### YOUR OBJECTIVE
Repeat the records in full. No pictures belong in the copy.

[Source records]
•••
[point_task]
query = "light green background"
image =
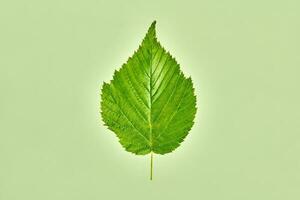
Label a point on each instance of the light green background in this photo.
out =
(243, 57)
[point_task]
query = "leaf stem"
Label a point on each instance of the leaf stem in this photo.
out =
(151, 166)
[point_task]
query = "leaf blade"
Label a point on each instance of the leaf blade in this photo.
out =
(149, 104)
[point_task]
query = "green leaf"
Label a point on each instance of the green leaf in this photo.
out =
(150, 105)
•••
### SOLVED EXERCISE
[point_task]
query = "light green background"
image =
Label a point on each instance of the light green background in this photo.
out =
(243, 57)
[point_task]
query = "leaf stem"
Label a point on each instance of the leaf stem in this photo.
out =
(151, 166)
[point_task]
query = "leaf blade"
Label a point on each instance of the leaf blade in this photo.
out =
(149, 104)
[point_task]
query = "green leaf"
Label a point on each instance of the green leaf in this photo.
out =
(150, 105)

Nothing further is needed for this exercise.